Material for this exercise:
----

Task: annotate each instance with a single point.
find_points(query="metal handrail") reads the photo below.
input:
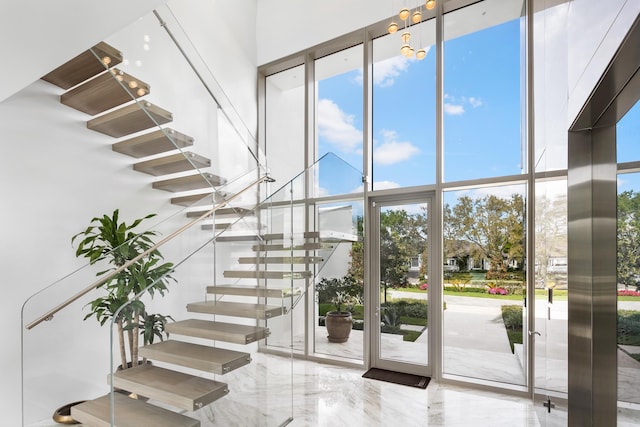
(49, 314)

----

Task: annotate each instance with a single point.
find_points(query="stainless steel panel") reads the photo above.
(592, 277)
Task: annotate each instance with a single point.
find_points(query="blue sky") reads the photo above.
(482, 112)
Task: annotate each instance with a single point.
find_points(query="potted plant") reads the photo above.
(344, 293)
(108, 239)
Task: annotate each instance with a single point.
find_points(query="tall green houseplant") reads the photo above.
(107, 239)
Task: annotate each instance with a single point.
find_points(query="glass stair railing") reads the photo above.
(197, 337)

----

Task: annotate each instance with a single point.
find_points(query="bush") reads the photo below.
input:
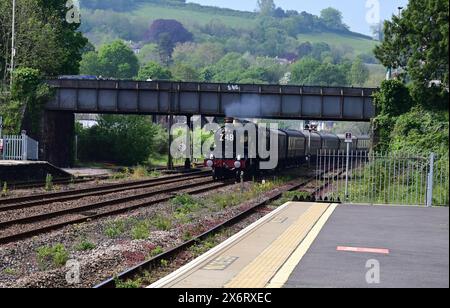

----

What is required: Count the lines in the material above that contain the string "below", treating uppercase and lowercase letters as different, and reply with the number alone.

Solution: 2